* FRAGMENTO PROPORCIONADO:

Podría sugerirse que se trató
de un asunto menor e irrelevante. Pero el incidente cobra relevancia en
el contexto de la instrumentación de la impresentable Ley de Tránsito y
Seguridad Vial de Veracruz. Incluso algunos de los testigos de esa
noche estimaron que se trató de una puesta en práctica preliminar, una
especie de ensayo de lo que se avecina con la entrada en vigor de esa
Ley. Y es que el nuevo reglamento de Tránsito no es otra cosa que un
empoderamiento de la fuerza pública y un debilitamiento de la
ciudadanía y los derechos civiles. Tan sólo tres o cuatro días después
de ese incidente, una patrulla de la fuerza civil (unidad de elite de
la policía estatal) estuvo involucrada en un accidente en el que se
presume que fue responsable de impactar a un taxi, causando daños
aparatosos a la unidad. La patrulla, marcada con el número económico
F-2558 (alcalorpolítico 7-VII-2015), se dio a la fuga sin que hasta la fecha se decrete alguna sanción contra los elementos de la fuerza civil.
La Ley de Tránsito no es llanamente un endurecimiento de la ley; es un
endurecimiento de la ley contra la población civil. Que esa Ley
establezca como una obligación de los peatones la de siempre “portar
una identificación con fotografía, en la cual se señale la dirección de
su domicilio”, o que prevea sanciones que incluyen “arrestos
administrativos” con base en criterios como la “ofensa de la
autoridad”, “alteración del orden” o la “paz pública”, no es de ningún
modo algo consustancial a una preocupación de orden vial. Que la Ley
contemple la instalación de cámaras y radares por toda la ciudad, o que
imponga multas que exceden el 1000% de un salario mínimo en el país, o
que refuerce los retenes u operativos de alcoholemia, o que faculte a
los agentes de tránsito para detener por capricho a cualquier vehículo,
o que decrete la obligatoriedad de un “permiso para el uso de la vía
pública” allí donde una persona o grupo pretenda realizar una
manifestación, poco o nada tiene que ver con la seguridad o la paz o la
integridad de la ciudadanía. Al contrario, se trata notoriamente de una
Ley que aspira a constreñir la movilidad social, inhibir el uso del
espacio público, y decretar una especie de “toque de queda” no
declarado.

* ÍTEMS PROPORCIONADOS:
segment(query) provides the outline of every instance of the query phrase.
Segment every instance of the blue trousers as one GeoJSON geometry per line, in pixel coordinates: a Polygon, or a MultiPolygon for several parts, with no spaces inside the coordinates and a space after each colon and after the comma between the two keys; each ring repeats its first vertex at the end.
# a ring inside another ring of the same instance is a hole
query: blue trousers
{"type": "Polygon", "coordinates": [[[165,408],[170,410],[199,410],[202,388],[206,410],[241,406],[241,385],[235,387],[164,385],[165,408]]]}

* ORDEN DE TRABAJO 1:
Responde estas preguntas a partir del fragmento sobre la Ley de Tránsito de Veracruz:
(a) ¿Qué número económico tenía la patrulla de la fuerza civil involucrada en el accidente con el taxi?
(b) ¿Qué debe portar siempre un peatón según la Ley?
(c) ¿En qué porcentaje de un salario mínimo exceden las multas que impone la Ley?
* ORDEN DE TRABAJO 2:
Continúa el fragmento sobre la Ley de Tránsito de Veracruz a partir de su última oración.

* RESPUESTA DEL EJERCICIO 1:
(a) F-2558.
(b) Una identificación con fotografía en la que se señale la dirección de su domicilio.
(c) Más del 1000%.

* RESPUESTA DEL EJERCICIO 2:
Las consecuencias previsibles de la Ley de
Tránsito deben constituir una prueba de intencionalidad. Entre esas
consecuencias predecibles destacan tres: uno, el tránsito restringido
de la vía pública o la transgresión flagrante del derecho de movilidad;
dos, la represión gubernamental de manifestaciones o actos públicos
ciudadanos que cuestionen el ejercicio violatorio de la función
pública; y tres, la persecución sin restricciones de la totalidad de la
población por parte de la fuerza pública, con el propósito de imponer
multas a granel y sanear el mal estado de las arcas públicas
rutinariamente sujetas al bandidaje institucional.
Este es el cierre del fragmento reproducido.